Return the records below word for word, keeping every line as it is.
☆ ☆ ☆
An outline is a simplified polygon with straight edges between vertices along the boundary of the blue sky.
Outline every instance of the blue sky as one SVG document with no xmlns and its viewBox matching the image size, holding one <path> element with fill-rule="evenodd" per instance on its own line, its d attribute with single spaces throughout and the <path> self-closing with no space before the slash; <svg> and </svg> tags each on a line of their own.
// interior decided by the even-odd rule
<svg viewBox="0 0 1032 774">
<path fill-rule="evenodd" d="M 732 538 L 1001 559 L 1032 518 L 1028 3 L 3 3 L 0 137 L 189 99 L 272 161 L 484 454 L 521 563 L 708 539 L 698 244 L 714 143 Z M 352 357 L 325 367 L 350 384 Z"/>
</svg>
☆ ☆ ☆
_SOLUTION FOR THIS PROBLEM_
An outline is a simplified polygon with straight edges between vertices along the boundary of the blue sky.
Outline every instance of the blue sky as one SVG document with no xmlns and its viewBox matching the image size, holding one <path> element with fill-rule="evenodd" per instance on its own line, its d attribute with single spaces throughout and the <path> self-closing with no space before the slash; <svg> and </svg> tags each on a line of their own.
// interior decided by the even-odd rule
<svg viewBox="0 0 1032 774">
<path fill-rule="evenodd" d="M 732 538 L 1001 559 L 1032 518 L 1028 3 L 3 3 L 0 137 L 189 99 L 272 161 L 484 454 L 521 563 L 708 539 L 698 244 L 714 143 Z M 352 357 L 325 367 L 350 384 Z"/>
</svg>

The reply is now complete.